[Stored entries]
□ □ □

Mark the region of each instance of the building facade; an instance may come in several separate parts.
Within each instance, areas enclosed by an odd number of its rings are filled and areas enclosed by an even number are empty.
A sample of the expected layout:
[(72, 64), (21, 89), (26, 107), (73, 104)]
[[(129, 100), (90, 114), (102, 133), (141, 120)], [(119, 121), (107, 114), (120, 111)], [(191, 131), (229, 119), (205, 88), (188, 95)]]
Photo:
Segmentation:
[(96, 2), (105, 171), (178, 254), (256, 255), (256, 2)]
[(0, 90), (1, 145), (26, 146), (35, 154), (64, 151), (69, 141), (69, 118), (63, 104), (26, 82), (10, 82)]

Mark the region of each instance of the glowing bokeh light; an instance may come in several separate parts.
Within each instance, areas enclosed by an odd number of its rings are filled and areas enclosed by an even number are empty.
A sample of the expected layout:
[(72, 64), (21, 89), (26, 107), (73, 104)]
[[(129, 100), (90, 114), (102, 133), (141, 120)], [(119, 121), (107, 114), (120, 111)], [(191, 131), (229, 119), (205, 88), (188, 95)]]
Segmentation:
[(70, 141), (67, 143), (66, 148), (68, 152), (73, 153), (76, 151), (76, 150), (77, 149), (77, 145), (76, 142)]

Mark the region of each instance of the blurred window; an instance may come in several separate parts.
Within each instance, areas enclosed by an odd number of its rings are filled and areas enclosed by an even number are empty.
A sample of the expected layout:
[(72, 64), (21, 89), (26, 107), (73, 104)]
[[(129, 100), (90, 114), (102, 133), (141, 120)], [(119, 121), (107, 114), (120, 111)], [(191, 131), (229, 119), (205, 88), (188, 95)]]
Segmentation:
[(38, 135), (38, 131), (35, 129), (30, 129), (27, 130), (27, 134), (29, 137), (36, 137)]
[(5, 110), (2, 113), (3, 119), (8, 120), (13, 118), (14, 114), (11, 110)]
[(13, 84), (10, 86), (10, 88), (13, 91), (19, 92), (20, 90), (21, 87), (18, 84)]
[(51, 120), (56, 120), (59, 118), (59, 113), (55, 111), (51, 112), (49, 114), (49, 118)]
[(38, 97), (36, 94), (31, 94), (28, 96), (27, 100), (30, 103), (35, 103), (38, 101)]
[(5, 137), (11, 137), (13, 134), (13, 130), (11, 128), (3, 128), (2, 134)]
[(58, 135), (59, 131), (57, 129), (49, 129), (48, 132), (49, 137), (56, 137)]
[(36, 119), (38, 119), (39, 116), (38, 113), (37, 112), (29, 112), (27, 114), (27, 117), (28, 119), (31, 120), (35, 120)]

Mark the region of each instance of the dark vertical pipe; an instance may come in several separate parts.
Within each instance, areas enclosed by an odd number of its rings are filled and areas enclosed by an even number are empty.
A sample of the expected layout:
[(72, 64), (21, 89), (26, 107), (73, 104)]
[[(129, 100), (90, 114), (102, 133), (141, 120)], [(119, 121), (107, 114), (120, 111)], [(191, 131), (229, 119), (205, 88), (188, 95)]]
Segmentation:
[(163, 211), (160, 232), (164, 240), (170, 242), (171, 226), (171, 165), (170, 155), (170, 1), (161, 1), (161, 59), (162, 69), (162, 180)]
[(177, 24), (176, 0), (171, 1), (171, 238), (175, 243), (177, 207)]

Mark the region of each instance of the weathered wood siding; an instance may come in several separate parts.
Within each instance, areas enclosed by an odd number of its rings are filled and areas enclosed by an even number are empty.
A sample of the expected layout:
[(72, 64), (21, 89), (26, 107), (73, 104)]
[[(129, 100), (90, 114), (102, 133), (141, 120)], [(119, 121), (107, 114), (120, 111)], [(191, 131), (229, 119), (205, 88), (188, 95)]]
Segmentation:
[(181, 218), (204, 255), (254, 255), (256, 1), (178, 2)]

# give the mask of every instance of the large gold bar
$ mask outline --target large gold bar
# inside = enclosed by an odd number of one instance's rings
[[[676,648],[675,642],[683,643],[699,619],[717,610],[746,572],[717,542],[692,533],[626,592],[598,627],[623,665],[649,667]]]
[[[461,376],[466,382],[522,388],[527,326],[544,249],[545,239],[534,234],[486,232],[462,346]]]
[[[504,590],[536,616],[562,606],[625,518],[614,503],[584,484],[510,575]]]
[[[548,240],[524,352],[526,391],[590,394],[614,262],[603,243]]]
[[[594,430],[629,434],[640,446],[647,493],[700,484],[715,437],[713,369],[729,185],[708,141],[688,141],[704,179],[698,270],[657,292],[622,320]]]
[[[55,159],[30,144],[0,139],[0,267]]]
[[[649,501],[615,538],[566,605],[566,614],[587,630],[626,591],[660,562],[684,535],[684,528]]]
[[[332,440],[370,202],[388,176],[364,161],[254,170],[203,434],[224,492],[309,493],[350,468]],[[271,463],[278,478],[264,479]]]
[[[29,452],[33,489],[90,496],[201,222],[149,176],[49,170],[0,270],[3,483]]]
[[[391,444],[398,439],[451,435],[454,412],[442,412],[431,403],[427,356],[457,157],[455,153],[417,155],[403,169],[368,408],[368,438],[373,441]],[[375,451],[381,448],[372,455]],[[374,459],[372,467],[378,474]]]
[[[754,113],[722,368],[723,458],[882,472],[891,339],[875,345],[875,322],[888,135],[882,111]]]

□ □ □

Print the stretch from the start of the records through the line containing "145), (76, 142)]", with every line reproduced unchanged.

Mark the region of each instance of the building facade; an instance may come in several separate parts.
Within each instance, areas enclosed by an odd number of its rings are filled and areas enclosed by an even number are empty.
A sample of the expected layout:
[(72, 64), (21, 89), (26, 107), (73, 104)]
[[(129, 100), (90, 114), (102, 133), (141, 120)], [(119, 121), (107, 114), (120, 111)], [(191, 131), (229, 119), (205, 88), (188, 95)]]
Photo:
Segmentation:
[(96, 2), (105, 171), (178, 254), (256, 255), (256, 2)]
[(0, 90), (1, 145), (26, 146), (35, 154), (64, 151), (69, 141), (69, 118), (63, 104), (26, 82), (10, 82)]

Mark the region of each instance of the glowing bokeh light; an instance may come in several separate parts.
Within each instance, areas enclosed by an odd number of its rings are filled and areas enclosed by an even number are empty.
A sample of the expected layout:
[(72, 64), (21, 89), (26, 107), (73, 104)]
[[(129, 100), (90, 114), (102, 133), (141, 120)], [(119, 121), (107, 114), (120, 111)], [(191, 131), (229, 119), (205, 88), (188, 95)]]
Segmentation:
[(70, 141), (67, 143), (66, 148), (68, 152), (73, 153), (76, 151), (76, 150), (77, 149), (77, 145), (76, 142)]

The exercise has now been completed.